C.レース出場の資格(15-16節) <イラストを再び参照>
 
 
「ですから、成人である者はみな、このような考え方をしましょう。もし、あなたがたがどこかでこれと違った考え方をしているなら、神はそのこともあなたがたに明らかにしてくださいます。それはそれとして、私たちはすでに達しているところを基準として、進むべきです。」
 
・走るのはパウロだけではない:
パウロは14節までを自分の証し・告白として述べています。そう聞くと、ああ、パウロという偉大な人物が一生懸命頑張っているな、それは偉い。しかし、彼は彼、私は私だ。私はゆっくり行くよ。」パウロと私とを切り離して考えてしまう人も居るでしょう。パウロはそれを察して、皆さんも私に倣って走ってください、と語るのです。

課題内容: 本文の「C.レース出場の資格(15-16節) <イラストを再び参照>」で始まり「ってください、と語るのです。」までの部分を、「成人」を「大人」に入れ替えて書き直してください。 これらの記録は本文とは関係ありません。

記録一覧:
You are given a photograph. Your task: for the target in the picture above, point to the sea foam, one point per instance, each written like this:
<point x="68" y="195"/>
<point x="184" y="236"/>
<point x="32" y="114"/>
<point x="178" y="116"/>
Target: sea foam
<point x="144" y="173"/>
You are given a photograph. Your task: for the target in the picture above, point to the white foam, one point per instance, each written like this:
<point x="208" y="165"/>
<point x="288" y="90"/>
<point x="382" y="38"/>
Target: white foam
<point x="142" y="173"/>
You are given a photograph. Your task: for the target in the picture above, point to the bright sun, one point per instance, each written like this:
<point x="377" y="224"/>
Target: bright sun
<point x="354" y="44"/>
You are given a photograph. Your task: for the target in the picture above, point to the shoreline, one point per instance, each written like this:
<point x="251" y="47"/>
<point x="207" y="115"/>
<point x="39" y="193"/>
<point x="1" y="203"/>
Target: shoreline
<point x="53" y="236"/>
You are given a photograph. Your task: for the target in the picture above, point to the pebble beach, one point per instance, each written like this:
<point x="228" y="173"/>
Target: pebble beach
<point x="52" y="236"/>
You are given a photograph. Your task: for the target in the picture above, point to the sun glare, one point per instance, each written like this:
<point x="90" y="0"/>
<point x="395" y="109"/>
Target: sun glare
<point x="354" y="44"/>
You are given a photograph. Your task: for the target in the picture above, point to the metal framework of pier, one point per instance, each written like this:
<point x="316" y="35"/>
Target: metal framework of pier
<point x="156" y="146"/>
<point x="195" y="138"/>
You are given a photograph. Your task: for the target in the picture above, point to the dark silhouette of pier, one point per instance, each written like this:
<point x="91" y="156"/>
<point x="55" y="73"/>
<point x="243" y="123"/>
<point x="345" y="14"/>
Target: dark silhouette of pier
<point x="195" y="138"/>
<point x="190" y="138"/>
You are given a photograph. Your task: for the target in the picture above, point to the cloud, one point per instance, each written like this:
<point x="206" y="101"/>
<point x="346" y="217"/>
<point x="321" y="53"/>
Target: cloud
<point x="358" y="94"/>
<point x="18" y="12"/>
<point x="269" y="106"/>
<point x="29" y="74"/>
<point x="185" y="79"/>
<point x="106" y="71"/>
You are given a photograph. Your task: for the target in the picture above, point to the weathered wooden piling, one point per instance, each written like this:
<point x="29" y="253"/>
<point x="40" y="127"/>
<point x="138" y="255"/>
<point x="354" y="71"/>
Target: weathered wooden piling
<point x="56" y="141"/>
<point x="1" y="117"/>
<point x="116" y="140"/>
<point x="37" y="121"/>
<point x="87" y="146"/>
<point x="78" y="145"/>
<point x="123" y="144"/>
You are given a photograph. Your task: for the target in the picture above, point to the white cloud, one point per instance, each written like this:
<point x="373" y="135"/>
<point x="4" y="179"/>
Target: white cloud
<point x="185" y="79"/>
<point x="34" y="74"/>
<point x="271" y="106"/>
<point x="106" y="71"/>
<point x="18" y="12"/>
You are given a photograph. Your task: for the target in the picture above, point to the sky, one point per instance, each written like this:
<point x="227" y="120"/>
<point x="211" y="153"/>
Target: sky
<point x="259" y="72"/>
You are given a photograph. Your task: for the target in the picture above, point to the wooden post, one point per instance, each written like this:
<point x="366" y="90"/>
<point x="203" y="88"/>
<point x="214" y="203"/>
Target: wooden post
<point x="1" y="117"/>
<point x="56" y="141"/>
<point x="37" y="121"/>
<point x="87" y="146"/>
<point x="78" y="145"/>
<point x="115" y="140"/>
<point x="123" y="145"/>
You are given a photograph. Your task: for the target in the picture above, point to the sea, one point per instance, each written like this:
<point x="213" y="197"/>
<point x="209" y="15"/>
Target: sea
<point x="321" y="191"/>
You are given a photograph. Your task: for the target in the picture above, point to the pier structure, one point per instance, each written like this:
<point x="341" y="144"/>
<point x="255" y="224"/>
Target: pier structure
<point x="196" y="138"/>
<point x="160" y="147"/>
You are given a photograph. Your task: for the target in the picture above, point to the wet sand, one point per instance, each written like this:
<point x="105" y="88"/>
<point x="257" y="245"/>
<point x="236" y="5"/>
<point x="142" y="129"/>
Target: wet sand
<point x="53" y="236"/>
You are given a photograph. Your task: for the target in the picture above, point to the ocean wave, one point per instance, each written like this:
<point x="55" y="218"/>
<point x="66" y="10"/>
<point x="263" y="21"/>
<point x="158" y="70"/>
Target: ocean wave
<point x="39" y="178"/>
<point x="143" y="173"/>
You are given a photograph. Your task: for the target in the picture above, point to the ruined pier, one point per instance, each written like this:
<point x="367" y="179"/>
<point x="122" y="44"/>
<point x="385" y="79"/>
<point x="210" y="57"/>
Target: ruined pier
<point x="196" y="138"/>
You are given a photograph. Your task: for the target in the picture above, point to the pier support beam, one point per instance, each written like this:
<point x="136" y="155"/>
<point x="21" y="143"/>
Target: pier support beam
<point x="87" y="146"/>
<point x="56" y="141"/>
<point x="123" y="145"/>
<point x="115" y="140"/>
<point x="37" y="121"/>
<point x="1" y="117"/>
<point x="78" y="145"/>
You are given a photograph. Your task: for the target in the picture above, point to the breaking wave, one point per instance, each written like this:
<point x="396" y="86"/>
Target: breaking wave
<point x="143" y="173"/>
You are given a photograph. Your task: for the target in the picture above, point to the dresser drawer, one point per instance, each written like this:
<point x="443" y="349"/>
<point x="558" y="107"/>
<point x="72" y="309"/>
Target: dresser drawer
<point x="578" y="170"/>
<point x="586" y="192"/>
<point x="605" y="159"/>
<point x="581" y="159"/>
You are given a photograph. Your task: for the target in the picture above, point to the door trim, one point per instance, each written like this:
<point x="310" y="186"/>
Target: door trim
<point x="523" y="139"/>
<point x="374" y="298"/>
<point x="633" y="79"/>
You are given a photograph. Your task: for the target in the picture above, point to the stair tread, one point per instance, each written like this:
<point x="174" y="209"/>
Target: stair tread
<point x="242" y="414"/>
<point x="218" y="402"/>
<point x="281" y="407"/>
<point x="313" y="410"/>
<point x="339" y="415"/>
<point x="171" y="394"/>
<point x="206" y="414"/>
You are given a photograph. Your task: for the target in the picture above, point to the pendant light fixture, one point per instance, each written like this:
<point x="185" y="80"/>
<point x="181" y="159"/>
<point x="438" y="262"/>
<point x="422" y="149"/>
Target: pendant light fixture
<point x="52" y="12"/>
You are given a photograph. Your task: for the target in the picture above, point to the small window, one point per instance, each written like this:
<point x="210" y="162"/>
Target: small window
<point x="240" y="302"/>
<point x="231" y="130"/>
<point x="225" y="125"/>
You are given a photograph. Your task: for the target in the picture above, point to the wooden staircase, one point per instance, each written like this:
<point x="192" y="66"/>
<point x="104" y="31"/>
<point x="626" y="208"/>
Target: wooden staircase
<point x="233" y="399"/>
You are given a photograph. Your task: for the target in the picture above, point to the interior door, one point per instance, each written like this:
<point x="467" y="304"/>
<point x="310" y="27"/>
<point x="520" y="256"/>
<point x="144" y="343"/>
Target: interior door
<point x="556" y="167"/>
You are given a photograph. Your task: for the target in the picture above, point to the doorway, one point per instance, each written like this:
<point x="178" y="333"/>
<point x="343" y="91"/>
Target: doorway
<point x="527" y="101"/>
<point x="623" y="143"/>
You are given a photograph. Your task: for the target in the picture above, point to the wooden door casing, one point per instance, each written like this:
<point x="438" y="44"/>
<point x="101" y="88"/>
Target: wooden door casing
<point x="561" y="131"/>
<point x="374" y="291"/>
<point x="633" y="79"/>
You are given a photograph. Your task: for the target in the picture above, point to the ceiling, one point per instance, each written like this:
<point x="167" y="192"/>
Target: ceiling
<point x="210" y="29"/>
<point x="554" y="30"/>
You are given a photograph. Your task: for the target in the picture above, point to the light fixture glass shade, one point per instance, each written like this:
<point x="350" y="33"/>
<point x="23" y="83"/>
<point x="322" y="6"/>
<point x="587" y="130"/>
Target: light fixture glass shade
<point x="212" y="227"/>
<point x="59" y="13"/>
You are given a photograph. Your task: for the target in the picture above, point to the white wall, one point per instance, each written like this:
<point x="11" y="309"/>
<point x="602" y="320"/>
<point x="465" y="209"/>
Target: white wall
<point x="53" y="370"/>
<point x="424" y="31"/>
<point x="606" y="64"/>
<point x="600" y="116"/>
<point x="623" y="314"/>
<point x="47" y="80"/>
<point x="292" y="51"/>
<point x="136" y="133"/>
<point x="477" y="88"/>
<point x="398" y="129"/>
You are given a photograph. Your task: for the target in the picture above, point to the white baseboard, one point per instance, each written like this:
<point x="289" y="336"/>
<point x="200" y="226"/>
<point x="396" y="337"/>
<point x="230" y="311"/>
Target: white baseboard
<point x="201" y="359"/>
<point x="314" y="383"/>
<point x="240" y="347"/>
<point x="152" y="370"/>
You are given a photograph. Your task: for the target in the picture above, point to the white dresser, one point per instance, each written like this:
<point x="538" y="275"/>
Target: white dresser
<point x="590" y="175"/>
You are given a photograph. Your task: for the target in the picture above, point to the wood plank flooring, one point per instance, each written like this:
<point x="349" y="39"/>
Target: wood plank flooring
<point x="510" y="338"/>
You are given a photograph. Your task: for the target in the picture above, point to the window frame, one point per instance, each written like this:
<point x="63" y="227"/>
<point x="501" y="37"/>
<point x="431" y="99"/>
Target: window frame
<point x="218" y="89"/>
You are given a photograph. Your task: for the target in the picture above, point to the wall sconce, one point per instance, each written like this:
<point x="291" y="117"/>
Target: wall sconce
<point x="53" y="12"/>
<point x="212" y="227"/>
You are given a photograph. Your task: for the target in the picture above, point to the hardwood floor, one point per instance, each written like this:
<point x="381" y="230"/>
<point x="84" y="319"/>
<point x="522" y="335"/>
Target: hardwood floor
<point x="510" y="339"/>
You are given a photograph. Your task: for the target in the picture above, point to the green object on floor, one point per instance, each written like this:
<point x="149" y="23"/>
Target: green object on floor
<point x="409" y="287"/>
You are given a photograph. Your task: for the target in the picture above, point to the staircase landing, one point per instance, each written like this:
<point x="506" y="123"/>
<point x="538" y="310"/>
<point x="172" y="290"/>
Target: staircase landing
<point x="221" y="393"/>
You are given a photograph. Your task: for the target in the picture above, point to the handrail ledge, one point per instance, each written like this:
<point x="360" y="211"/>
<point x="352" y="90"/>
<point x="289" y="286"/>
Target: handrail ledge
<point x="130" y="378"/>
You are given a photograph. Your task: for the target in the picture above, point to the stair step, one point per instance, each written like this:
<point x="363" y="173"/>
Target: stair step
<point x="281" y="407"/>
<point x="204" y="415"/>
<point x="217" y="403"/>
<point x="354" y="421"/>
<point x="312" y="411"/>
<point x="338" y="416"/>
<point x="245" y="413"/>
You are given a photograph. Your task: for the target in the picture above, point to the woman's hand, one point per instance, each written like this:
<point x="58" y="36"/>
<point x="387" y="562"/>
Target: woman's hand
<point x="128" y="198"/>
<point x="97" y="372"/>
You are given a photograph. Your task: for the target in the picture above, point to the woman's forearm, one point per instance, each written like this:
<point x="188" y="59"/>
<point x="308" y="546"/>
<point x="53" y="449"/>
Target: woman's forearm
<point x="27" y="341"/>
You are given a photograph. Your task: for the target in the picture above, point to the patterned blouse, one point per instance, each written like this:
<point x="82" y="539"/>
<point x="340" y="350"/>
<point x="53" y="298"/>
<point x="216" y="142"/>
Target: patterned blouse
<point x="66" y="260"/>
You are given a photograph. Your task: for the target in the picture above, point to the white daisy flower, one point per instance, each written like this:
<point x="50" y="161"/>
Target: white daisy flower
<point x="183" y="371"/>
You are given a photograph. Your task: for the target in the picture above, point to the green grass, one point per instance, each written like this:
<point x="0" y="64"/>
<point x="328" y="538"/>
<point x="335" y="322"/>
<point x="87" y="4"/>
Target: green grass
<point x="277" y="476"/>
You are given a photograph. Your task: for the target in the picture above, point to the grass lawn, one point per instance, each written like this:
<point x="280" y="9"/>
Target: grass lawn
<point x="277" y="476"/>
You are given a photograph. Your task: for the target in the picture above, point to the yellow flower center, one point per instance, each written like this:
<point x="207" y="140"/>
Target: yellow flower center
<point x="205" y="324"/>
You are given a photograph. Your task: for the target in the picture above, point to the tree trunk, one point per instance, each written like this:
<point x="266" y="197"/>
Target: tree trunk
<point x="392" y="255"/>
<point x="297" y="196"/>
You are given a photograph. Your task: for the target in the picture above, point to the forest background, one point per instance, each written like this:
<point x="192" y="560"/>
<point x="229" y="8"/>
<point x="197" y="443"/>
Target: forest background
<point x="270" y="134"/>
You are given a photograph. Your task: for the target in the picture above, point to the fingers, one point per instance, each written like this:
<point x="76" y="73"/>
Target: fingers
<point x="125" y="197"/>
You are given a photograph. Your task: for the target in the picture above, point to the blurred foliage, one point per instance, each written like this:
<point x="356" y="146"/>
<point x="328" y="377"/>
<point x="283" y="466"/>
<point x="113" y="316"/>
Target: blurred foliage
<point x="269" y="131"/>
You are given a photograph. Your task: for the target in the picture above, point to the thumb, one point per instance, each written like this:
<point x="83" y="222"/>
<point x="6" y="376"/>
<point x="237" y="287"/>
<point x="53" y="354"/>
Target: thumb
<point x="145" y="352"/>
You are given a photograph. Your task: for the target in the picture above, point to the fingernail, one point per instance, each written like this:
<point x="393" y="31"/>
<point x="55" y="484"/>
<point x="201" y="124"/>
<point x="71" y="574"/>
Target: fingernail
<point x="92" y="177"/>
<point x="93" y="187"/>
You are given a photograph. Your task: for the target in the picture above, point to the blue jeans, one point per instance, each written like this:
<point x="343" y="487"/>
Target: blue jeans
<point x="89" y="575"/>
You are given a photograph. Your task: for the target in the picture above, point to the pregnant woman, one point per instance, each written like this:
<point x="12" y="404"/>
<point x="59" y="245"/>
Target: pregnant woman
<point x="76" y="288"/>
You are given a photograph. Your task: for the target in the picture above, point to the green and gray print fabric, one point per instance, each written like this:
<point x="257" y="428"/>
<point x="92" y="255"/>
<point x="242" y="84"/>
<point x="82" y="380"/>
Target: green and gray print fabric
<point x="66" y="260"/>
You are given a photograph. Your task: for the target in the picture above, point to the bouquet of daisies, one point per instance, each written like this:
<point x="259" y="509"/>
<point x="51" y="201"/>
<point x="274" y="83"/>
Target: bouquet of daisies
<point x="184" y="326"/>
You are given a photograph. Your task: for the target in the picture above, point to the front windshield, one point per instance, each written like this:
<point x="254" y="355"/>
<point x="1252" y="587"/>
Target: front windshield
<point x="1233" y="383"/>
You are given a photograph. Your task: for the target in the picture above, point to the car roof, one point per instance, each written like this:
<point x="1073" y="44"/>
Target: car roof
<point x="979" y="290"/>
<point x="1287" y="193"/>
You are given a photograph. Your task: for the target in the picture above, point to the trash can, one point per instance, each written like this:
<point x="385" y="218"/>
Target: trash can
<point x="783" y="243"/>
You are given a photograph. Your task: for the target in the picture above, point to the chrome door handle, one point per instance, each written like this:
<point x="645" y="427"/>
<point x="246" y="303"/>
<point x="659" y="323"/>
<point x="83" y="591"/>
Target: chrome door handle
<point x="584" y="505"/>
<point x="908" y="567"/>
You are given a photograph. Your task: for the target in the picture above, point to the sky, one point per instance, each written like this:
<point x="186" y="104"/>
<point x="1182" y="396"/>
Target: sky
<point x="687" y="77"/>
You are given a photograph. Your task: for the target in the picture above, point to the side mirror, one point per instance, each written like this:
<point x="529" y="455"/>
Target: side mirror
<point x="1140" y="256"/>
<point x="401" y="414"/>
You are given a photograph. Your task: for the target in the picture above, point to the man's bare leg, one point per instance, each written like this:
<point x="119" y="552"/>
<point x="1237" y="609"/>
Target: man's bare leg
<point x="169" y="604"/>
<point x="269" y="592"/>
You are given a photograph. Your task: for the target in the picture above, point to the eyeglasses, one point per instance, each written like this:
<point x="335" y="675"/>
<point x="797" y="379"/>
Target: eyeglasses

模範解答:
C.レース出場の資格(15-16節) <イラストを再び参照>
 
 
「ですから、大人である者はみな、このような考え方をしましょう。もし、あなたがたがどこかでこれと違った考え方をしているなら、神はそのこともあなたがたに明らかにしてくださいます。それはそれとして、私たちはすでに達しているところを基準として、進むべきです。」
 
・走るのはパウロだけではない:
パウロは14節までを自分の証し・告白として述べています。そう聞くと、ああ、パウロという偉大な人物が一生懸命頑張っているな、それは偉い。しかし、彼は彼、私は私だ。私はゆっくり行くよ。」パウロと私とを切り離して考えてしまう人も居るでしょう。パウロはそれを察して、皆さんも私に倣って走ってください、と語るのです。